■ **TASK STATEMENT**
Your answer should be a single number: the count of lines in the material below that hold "field".

■ **THE INPUT**
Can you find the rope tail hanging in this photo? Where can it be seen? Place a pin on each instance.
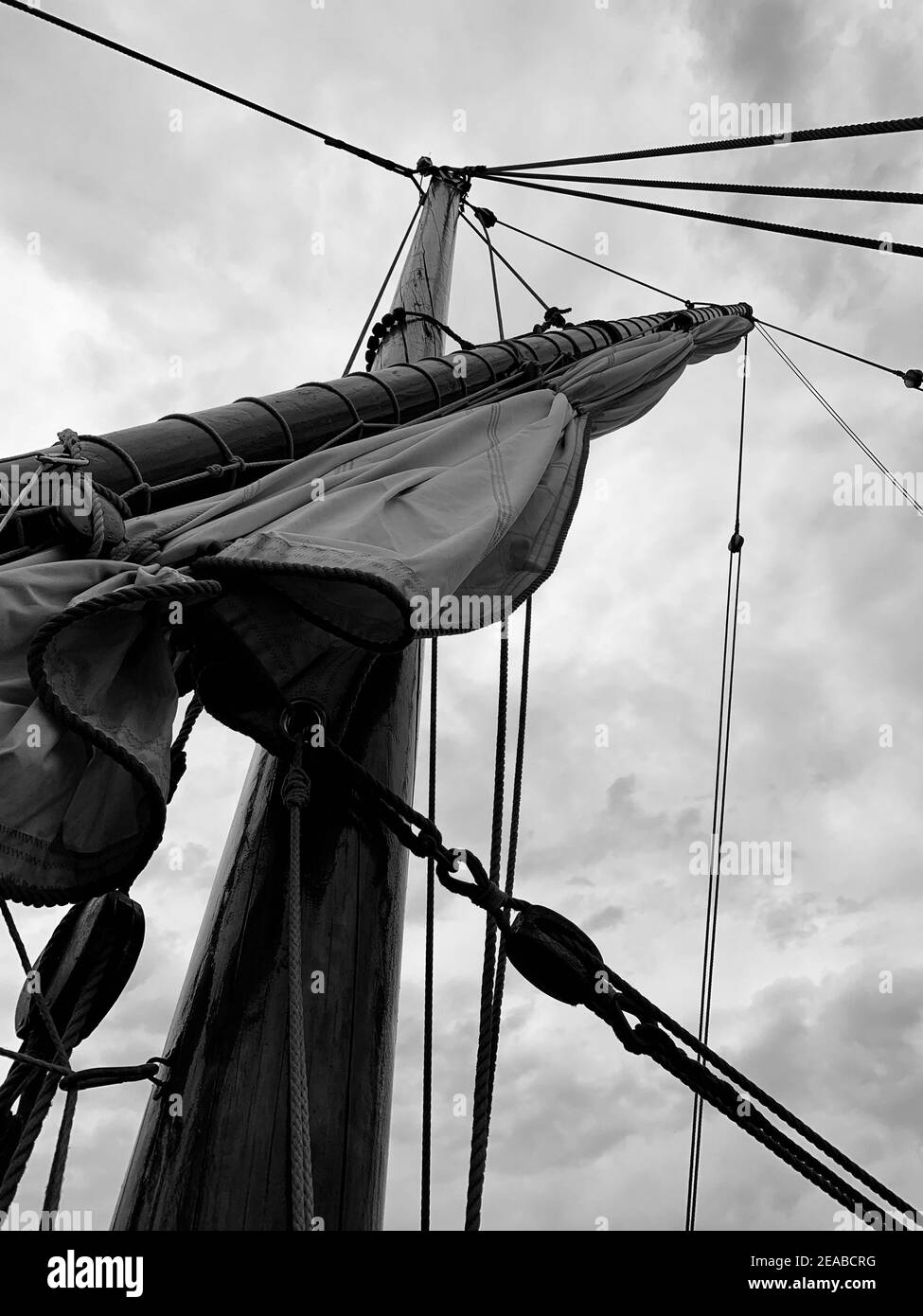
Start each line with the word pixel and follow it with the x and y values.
pixel 495 958
pixel 735 546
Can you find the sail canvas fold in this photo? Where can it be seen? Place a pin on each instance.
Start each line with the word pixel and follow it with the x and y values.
pixel 349 553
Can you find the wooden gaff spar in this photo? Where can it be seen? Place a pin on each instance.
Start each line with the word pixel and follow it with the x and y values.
pixel 224 1164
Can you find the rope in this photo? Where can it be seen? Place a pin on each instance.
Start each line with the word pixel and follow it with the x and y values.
pixel 425 1147
pixel 727 144
pixel 43 1103
pixel 586 259
pixel 60 1160
pixel 381 291
pixel 486 1043
pixel 718 809
pixel 839 420
pixel 295 796
pixel 737 220
pixel 841 351
pixel 178 748
pixel 515 273
pixel 205 86
pixel 511 852
pixel 832 194
pixel 486 219
pixel 583 974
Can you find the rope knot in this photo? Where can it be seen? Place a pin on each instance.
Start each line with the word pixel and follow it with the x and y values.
pixel 296 789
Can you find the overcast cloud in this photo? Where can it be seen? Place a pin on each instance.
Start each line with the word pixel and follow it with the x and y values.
pixel 196 246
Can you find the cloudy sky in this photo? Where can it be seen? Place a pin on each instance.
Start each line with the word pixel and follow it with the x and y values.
pixel 196 246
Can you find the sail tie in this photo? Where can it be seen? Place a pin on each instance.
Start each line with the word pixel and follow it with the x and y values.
pixel 58 1073
pixel 295 796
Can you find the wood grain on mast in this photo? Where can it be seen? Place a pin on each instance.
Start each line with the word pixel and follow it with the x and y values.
pixel 222 1164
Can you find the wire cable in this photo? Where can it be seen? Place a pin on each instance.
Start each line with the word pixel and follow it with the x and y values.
pixel 499 257
pixel 735 546
pixel 205 86
pixel 737 220
pixel 364 330
pixel 828 194
pixel 425 1145
pixel 726 144
pixel 841 421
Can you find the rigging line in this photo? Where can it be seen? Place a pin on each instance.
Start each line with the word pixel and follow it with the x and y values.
pixel 735 546
pixel 492 274
pixel 514 843
pixel 735 220
pixel 425 1150
pixel 841 351
pixel 501 257
pixel 831 194
pixel 841 421
pixel 397 815
pixel 586 259
pixel 381 291
pixel 205 86
pixel 727 144
pixel 482 1073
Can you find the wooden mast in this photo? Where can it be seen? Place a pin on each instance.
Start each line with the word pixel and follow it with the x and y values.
pixel 222 1163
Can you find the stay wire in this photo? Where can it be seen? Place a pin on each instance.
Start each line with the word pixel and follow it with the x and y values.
pixel 485 1056
pixel 425 1153
pixel 726 144
pixel 512 845
pixel 205 86
pixel 512 272
pixel 825 194
pixel 841 351
pixel 719 804
pixel 841 421
pixel 714 218
pixel 364 330
pixel 686 302
pixel 586 259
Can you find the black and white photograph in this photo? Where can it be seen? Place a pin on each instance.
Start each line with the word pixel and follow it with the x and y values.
pixel 461 738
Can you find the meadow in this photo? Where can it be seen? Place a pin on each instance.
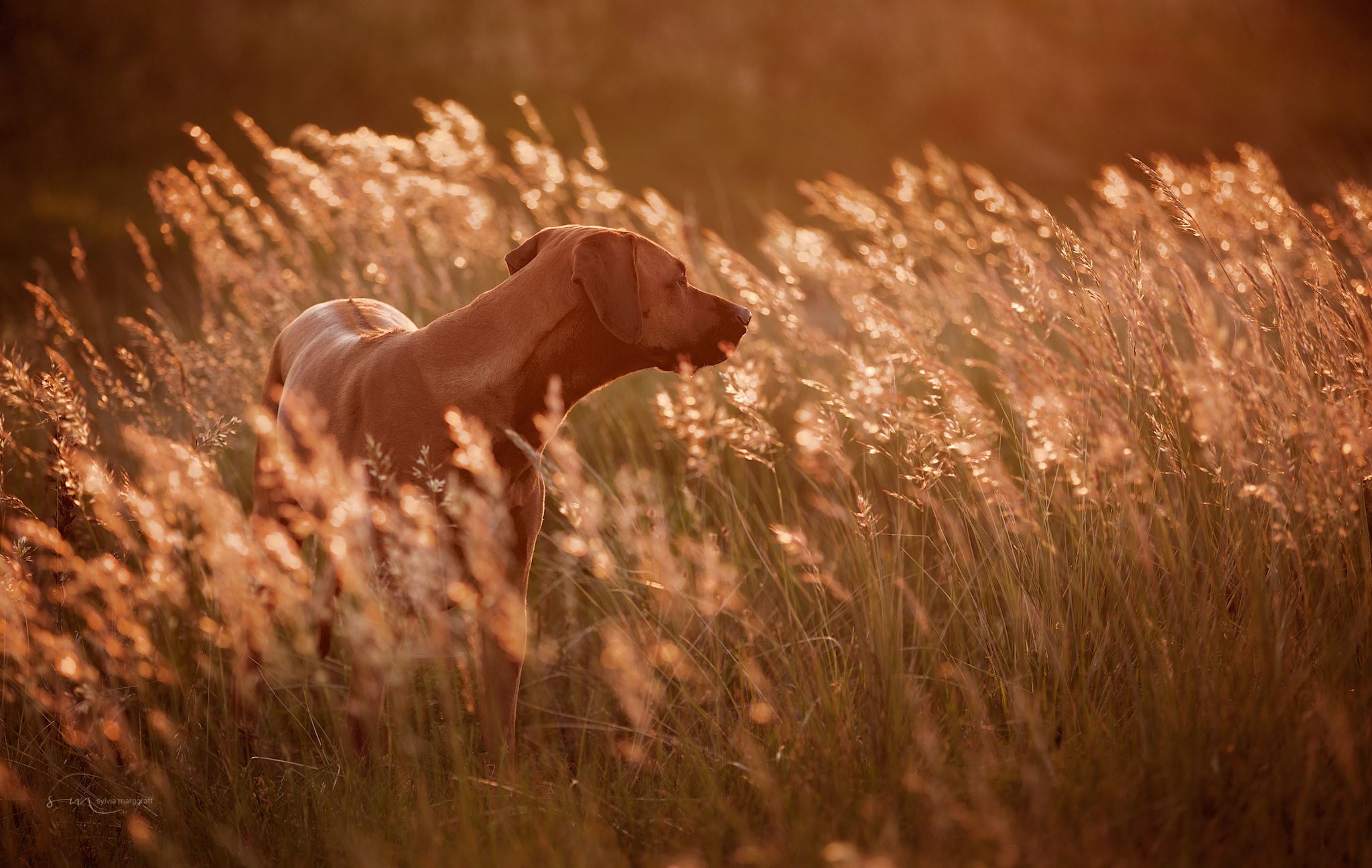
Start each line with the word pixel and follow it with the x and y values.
pixel 1006 538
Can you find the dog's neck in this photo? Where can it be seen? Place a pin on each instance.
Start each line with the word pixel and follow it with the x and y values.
pixel 501 353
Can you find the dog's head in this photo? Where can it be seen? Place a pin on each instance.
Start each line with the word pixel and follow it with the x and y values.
pixel 642 297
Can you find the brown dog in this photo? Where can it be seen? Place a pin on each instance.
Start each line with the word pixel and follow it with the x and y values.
pixel 582 303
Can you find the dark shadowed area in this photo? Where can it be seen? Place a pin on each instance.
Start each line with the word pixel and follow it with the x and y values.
pixel 719 103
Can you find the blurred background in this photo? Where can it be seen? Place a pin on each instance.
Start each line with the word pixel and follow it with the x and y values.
pixel 719 103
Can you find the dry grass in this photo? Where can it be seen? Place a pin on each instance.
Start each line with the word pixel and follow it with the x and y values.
pixel 999 542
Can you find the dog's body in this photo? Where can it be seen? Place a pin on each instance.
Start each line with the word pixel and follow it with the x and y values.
pixel 584 305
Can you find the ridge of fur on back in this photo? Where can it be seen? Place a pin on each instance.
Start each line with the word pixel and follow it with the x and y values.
pixel 364 324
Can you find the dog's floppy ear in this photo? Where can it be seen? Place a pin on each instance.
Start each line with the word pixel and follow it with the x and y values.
pixel 606 268
pixel 523 254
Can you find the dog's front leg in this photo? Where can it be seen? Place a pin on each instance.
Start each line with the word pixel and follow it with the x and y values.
pixel 502 656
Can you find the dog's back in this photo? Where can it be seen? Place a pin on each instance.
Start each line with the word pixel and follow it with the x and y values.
pixel 318 362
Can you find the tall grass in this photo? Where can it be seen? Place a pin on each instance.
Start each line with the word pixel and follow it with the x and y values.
pixel 999 542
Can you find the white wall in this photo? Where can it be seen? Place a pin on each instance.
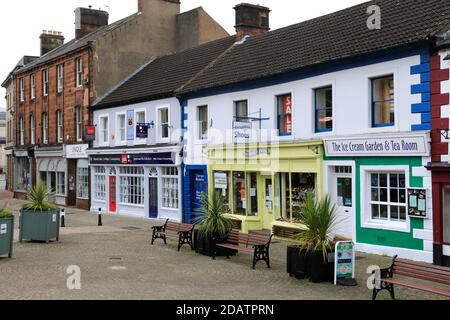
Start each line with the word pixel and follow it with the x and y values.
pixel 351 103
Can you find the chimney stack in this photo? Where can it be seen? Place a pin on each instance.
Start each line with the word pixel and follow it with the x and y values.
pixel 88 20
pixel 50 40
pixel 251 20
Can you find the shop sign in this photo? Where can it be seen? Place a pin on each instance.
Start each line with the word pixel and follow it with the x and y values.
pixel 220 180
pixel 134 159
pixel 344 263
pixel 389 146
pixel 417 203
pixel 130 125
pixel 242 132
pixel 76 151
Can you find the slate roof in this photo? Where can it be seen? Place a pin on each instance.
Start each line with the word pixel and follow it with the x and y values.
pixel 162 76
pixel 74 45
pixel 336 36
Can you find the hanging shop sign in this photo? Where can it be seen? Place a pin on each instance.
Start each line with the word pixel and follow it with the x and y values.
pixel 345 264
pixel 242 132
pixel 134 159
pixel 417 203
pixel 387 146
pixel 76 151
pixel 130 125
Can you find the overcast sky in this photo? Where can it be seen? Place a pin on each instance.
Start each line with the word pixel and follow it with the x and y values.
pixel 22 21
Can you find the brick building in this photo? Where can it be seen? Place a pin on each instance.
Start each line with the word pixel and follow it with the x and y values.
pixel 54 92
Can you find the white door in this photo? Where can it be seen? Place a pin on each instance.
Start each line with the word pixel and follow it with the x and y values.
pixel 345 201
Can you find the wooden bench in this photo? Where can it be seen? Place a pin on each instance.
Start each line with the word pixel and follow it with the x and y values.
pixel 248 243
pixel 182 231
pixel 413 270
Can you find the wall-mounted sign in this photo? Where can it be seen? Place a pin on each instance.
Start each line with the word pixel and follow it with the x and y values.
pixel 142 131
pixel 417 203
pixel 76 151
pixel 345 264
pixel 220 180
pixel 387 146
pixel 242 132
pixel 134 159
pixel 130 125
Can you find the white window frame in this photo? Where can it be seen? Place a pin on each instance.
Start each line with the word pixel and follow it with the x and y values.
pixel 79 71
pixel 139 141
pixel 32 129
pixel 45 128
pixel 366 210
pixel 60 126
pixel 101 132
pixel 60 78
pixel 119 141
pixel 159 123
pixel 33 86
pixel 45 82
pixel 79 123
pixel 21 90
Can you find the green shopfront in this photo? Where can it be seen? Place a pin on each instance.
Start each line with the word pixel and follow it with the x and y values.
pixel 383 193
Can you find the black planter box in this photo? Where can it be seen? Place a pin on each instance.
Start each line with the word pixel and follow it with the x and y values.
pixel 309 264
pixel 205 246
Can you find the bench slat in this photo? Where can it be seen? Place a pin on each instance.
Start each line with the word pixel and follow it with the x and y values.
pixel 403 283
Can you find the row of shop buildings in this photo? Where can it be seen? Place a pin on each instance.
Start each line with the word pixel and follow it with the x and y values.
pixel 266 117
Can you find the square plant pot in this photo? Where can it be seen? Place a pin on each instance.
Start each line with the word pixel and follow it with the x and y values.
pixel 6 236
pixel 39 225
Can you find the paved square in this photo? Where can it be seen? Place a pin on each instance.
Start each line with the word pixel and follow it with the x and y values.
pixel 118 262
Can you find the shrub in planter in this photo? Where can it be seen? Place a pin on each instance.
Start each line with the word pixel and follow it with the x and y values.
pixel 213 226
pixel 315 243
pixel 39 219
pixel 6 233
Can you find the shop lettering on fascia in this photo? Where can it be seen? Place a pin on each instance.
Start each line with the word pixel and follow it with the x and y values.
pixel 377 182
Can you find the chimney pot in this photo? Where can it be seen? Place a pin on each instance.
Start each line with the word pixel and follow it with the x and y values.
pixel 251 20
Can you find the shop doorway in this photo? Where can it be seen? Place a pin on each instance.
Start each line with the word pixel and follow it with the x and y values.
pixel 112 194
pixel 153 198
pixel 342 190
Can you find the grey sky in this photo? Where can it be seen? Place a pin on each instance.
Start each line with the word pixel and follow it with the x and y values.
pixel 22 21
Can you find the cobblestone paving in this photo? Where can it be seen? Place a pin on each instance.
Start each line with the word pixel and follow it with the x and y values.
pixel 120 263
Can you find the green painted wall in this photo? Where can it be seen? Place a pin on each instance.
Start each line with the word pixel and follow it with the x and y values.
pixel 386 237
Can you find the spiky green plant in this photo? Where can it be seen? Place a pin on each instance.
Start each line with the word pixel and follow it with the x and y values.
pixel 39 199
pixel 213 222
pixel 319 218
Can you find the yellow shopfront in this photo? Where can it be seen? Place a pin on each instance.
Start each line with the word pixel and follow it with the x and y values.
pixel 264 186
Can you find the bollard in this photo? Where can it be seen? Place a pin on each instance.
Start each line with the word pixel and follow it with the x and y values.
pixel 63 218
pixel 100 223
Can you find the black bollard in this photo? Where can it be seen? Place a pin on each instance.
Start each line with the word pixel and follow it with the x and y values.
pixel 100 223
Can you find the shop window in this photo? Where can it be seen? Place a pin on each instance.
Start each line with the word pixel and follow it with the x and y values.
pixel 284 109
pixel 240 193
pixel 33 86
pixel 388 197
pixel 83 179
pixel 79 72
pixel 383 108
pixel 59 125
pixel 324 109
pixel 294 189
pixel 45 82
pixel 241 111
pixel 59 78
pixel 22 169
pixel 99 183
pixel 202 118
pixel 132 184
pixel 170 187
pixel 60 184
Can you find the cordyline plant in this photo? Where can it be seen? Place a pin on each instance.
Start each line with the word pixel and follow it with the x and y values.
pixel 39 199
pixel 213 222
pixel 319 218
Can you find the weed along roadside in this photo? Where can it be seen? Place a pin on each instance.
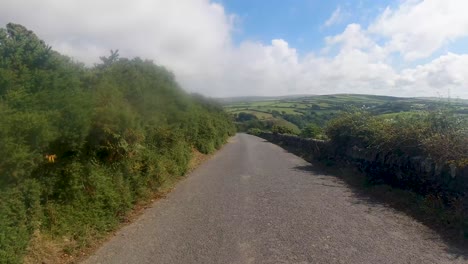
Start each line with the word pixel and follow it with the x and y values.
pixel 430 192
pixel 83 147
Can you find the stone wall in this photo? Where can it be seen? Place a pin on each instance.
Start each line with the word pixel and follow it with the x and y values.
pixel 419 174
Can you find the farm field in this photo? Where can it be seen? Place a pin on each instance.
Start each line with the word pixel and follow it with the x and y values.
pixel 297 112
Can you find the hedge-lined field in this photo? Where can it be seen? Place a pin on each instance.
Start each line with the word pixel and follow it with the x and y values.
pixel 80 146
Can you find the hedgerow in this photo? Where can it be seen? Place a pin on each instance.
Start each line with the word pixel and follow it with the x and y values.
pixel 80 146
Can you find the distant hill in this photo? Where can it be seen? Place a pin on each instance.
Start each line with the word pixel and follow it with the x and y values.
pixel 319 109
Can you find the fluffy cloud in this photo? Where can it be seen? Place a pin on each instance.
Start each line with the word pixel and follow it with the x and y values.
pixel 417 29
pixel 193 38
pixel 335 18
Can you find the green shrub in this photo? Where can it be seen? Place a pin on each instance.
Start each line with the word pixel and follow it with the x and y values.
pixel 117 133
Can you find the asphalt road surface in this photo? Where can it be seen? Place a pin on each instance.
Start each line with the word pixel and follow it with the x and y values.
pixel 253 202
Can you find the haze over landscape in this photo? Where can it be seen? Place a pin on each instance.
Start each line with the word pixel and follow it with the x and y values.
pixel 233 131
pixel 244 48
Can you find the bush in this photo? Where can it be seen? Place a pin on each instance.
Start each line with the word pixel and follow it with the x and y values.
pixel 276 129
pixel 112 134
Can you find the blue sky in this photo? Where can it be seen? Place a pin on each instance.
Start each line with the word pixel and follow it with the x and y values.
pixel 274 47
pixel 299 22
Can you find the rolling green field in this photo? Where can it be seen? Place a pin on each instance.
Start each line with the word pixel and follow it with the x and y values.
pixel 297 112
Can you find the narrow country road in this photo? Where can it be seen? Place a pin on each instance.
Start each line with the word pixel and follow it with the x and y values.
pixel 253 202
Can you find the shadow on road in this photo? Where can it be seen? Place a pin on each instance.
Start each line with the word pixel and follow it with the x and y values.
pixel 383 195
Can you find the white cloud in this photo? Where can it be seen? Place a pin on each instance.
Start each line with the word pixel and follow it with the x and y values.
pixel 335 18
pixel 193 38
pixel 417 29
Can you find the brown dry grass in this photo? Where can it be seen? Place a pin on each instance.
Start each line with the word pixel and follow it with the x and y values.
pixel 47 250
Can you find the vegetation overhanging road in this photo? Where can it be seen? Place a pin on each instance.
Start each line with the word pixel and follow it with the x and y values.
pixel 255 203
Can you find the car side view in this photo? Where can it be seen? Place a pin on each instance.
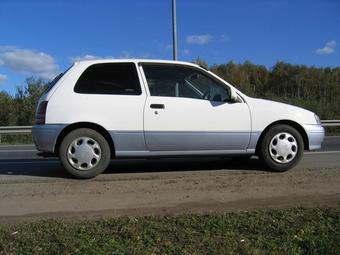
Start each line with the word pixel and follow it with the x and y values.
pixel 100 110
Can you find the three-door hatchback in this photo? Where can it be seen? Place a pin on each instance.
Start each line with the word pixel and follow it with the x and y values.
pixel 103 109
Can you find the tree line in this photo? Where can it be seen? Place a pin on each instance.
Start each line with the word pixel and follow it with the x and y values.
pixel 313 88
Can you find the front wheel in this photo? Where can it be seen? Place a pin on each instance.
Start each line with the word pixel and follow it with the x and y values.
pixel 84 153
pixel 281 148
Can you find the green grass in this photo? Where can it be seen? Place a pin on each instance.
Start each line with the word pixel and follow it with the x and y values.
pixel 295 231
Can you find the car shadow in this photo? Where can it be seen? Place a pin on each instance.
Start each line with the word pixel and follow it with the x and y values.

■ **EXERCISE RESPONSE**
3